Xandra lives in a world in which the plague in Europe had the effect of turning the members of the aristocracy who survived it into vampires and werewolves and goblins live underground. It's the twenty-first century, but Queen Victoria, a vampire, still sits on the throne, and Churchhill was still alive when the series began. As a result, contemporary style and technology is mixed with the Victorian- the long-lived vampires and werewolves don't change their ways easily- and much of history is different. (I recall a passing reference to a German painter named Adolf something in one of the earlier books.) These creatures share the world not only with ordinary humans, with whom they don't mingle much and who have in the past risen against them, and with "halvies," the offspring who are faster and stronger than humans but don't have the full abilities of the supernatural races.
Since God Save the Queen, Xandra discovered that in spite of her halvie appearance, she is actually a goblin, in spite of her ability to go out in daylight and her lack of fur, and at the request of the goblin prince William and the rest of his "plague" (or pack), she has taken the throne as the Goblin Queen. Naturally, this makes for a difficult relationship with Queen Victoria, who still rules over all the races of the empire. Now, a genetically engineered killer has escaped from a lab that briefly captured Xandra in the last book for experimentation, and since she did a serious number on Vex, the alpha werewolf and Xandra's lover, it's obvious that it will take everything Xandra and her friends can bring in order to stop her.
I love this series. Yes, Xandra is a bit of a special snowflake, but I like so much else that I'll let her specialness slide. Although she's overly impulsive sometimes, Xandra is genuinely kickass, and I love that if she says she has to do something alone, it generally means that she knows that she can handle it and isn't setting up for her to be rescued later. In the series as a whole, she and Vex both come to each other's rescue at various times and their relationship is refreshingly equal in a way that doesn't normally come to mind when authors start tossing the phrase "alpha werewolf" around. Her relationship with her family is complicated, but her love for her sisters is always clear, and even the people with whom she has difficult relationships come across as believable, complicated people rather than pure villains. Plus, I just generally like the inventive worldbuilding in this series, which resembles no other urban fantasy series I know. (It gets marketed as steampunk a lot, and although I think it would appeal to a lot of steampunk fans, I actually think it is backwards steampunk. Steampunk is Victorian setting with more advanced technology mixed in; Immortal Empire is the contemporary world with aspects of Victorian life retained.)
There were some writing ticks that bothered me in this one that I hadn't noticed before, or maybe they're new. For example, how many times does Xandra need to talk about how often she raises an eyebrow? It's one thing to do it a lot and another thing to have her in the narration talking a lot about how she does it a lot, sometimes because somebody else in her family is doing it. That aside, I still heartily recommend it.

## Extracted entries
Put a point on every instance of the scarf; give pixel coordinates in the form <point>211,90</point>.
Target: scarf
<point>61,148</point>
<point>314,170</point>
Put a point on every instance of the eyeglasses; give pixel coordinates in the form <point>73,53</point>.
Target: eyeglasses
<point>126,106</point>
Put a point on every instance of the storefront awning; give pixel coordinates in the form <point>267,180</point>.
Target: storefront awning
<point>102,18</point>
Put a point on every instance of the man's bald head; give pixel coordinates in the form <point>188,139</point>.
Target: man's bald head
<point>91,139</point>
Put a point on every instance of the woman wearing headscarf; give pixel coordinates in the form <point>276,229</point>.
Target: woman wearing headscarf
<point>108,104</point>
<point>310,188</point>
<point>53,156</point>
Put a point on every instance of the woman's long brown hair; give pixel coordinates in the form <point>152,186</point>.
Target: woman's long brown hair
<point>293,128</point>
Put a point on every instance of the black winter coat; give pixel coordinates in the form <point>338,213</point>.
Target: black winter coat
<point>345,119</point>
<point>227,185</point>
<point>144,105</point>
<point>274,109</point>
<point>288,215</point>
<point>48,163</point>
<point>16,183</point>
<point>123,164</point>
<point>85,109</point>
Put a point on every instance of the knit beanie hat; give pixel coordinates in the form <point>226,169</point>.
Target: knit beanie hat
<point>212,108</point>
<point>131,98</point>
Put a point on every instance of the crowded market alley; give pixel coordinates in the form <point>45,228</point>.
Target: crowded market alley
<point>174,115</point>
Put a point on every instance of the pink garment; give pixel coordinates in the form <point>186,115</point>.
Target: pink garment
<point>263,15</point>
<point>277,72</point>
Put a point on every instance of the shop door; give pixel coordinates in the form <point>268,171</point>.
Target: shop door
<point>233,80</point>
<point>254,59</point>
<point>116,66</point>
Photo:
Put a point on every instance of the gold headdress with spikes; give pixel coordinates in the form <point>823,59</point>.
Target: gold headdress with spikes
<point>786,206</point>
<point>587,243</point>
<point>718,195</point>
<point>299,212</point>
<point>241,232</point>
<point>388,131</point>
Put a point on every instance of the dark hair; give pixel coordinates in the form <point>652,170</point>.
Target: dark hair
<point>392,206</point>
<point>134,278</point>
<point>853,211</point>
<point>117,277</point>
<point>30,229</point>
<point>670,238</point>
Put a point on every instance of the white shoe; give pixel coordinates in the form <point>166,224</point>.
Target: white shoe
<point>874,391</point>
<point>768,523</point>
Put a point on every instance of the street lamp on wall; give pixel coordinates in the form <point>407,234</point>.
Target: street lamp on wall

## Task description
From the first paragraph of the book review, list every kind of being said to inhabit Xandra's world.

## Response to the exercise
- Vampires
- Werewolves
- Goblins
- Ordinary humans
- Halvies